Sous le thème « Internet solidaire (exclusions et inclusions dans la société numérique du 21ème siècle) » était organisé le 25 mars 2010 à l’assemblée nationale un colloque passionnant.
Laure de la Raudière, député d’Eure et Loir et rapporteur de la loi de lutte contre la fracture numérique, a ouvert le colloque en rappelant les enjeux : « nous ne sommes qu’au début de cette révolution à la fois technologique, industrielle et sociale qui changera en profondeur nos façons de nous former, de nous soigner...» et en pointant les quatre niveaux d’inégalités sur lesquels il fallait travailler pour être fidèles aux principes d’équité territoriale et d’équité sociale : 1-l’accès à l’Internet 2-l’accès à l’ordinateur 3- l’accès au savoir 4- l’accès aux usages des informations fournies par l’outil. « Le numérique est un formidable outil d’équité sociale » a-t-elle conclu en ajoutant que les intéressés eux-mêmes n’en avaient pas toujours conscience et que « l’action passera par les associations, les collectivités locales ...mais aussi par de gran ds programmes »
Suvirent ensuite plusieurs tables rondes qui mériteraient un compte rendu exhaustif. Je me contente ici d’en extraire quelques phrases glanées ici et là et d’y apporter des commentaires nécessairement subjectifs
1-« les exclus du numérique sont à peu près les mêmes que les exclus de la société »
Globalement vraie cette règle a des exceptions, Je ne me considère pas comme exclu de la société et je suis pourtant, dans mon village lozérien , exclu du numérique.

EXTRAIT DE DONNÉES ->
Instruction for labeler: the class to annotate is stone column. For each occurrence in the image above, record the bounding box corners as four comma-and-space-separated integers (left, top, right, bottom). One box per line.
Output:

TRAVAIL DEMANDÉ -> Mettez à jour le texte sur le colloque à partir des mots « Suvirent ensuite plusieurs » jusqu'après « exclu du numérique. », en remplaçant « village » par « hameau ». Ce matériel est indépendant du texte sur le colloque.

TÂCHE RÉALISÉE ->
Suvirent ensuite plusieurs tables rondes qui mériteraient un compte rendu exhaustif. Je me contente ici d’en extraire quelques phrases glanées ici et là et d’y apporter des commentaires nécessairement subjectifs
1-« les exclus du numérique sont à peu près les mêmes que les exclus de la société »
Globalement vraie cette règle a des exceptions, Je ne me considère pas comme exclu de la société et je suis pourtant, dans mon hameau lozérien , exclu du numérique.